- _Text excerpt_

########

Untold story of NAB unfolded by Broadsheet

Sir Anthony Evans, the judge engaged by Chartered Institute of Arbitrator in London for arbitration, also found the allegation totally unfounded that Nawaz Sharif and Saifur Rehman laundered $500 million after accounts were frozen following the nuclear tests in 1999.

By Umar Cheema
January 08, 2021

ISLAMABAD: Before the arbitration judge handed verdict in favor of Broadsheet LLC in a damage suit, the assets recovery firm laid bare one by one anti-corruption claims of the National Accountability Bureau during the course of cross-examination and through specific instances.

The details it shared persuaded the judge that the information provided in the cases of Aftab Sherpao, Admiral Mansur-ul-Haq and Schon Group was misused for political and personal gains.

Sir Anthony Evans, the judge engaged by Chartered Institute of Arbitrator in London for arbitration, also found the allegation totally unfounded that Nawaz Sharif and Saifur Rehman laundered $500 million after accounts were frozen following the nuclear tests in 1999. The NAB revealed it didn’t investigate Ishaq Dar back then because he assisted against Sharifs.

In 2000, NAB had signed Assets Recovery Agreement with Broadsheet LLC for unearthing the ill-gotten fortune of 200 individuals. Included among them were politicians, generals and businessmen.

########

[Dataset excerpts on pointing to objects]
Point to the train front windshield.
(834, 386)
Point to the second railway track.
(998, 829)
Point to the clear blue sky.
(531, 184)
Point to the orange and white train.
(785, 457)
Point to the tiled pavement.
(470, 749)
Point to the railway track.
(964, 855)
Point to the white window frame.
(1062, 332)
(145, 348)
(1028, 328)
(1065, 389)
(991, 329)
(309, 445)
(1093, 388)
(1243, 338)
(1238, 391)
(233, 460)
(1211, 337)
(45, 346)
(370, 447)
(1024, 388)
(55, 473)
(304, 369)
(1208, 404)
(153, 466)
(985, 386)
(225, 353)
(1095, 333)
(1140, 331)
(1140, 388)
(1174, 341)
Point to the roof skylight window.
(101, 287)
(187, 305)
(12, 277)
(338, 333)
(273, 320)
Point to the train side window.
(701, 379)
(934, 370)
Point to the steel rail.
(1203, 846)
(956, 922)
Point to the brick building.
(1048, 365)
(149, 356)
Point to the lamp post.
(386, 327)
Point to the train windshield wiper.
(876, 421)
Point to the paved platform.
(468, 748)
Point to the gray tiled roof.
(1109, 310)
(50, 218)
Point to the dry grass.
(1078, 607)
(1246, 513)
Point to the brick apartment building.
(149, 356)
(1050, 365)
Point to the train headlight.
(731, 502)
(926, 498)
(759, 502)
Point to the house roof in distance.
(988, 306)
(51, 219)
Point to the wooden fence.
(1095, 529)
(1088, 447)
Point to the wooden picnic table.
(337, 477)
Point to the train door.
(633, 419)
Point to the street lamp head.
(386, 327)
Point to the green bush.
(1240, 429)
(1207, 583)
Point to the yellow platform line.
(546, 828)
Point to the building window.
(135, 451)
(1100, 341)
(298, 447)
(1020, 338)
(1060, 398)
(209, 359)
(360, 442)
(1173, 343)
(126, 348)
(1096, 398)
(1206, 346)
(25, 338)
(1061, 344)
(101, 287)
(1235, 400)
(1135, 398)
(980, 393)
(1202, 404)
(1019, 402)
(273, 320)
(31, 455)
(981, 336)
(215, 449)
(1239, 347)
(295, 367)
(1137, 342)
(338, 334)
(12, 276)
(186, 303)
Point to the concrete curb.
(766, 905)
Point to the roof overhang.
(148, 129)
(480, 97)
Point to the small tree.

########

- _Problems to solve_
#1 According to the Broadsheet article, why did NAB not investigate Ishaq Dar at that time?
#2 Answer these from the Broadsheet article:
(a) In what year did NAB sign the Assets Recovery Agreement with Broadsheet LLC?
(b) How much money were Nawaz Sharif and Saifur Rehman alleged to have laundered?
(c) How many individuals did the agreement cover?
#3 Set down the passage of the Broadsheet article that begins at the words "By Umar Cheema" and stops after "assisted against Sharifs.".

- _Answer list_
#1 NAB did not investigate Ishaq Dar then because he assisted against the Sharifs.

#2
(a) 2000
(b) $500 million
(c) 200

#3
By Umar Cheema
January 08, 2021

ISLAMABAD: Before the arbitration judge handed verdict in favor of Broadsheet LLC in a damage suit, the assets recovery firm laid bare one by one anti-corruption claims of the National Accountability Bureau during the course of cross-examination and through specific instances.

The details it shared persuaded the judge that the information provided in the cases of Aftab Sherpao, Admiral Mansur-ul-Haq and Schon Group was misused for political and personal gains.

Sir Anthony Evans, the judge engaged by Chartered Institute of Arbitrator in London for arbitration, also found the allegation totally unfounded that Nawaz Sharif and Saifur Rehman laundered $500 million after accounts were frozen following the nuclear tests in 1999. The NAB revealed it didn’t investigate Ishaq Dar back then because he assisted against Sharifs.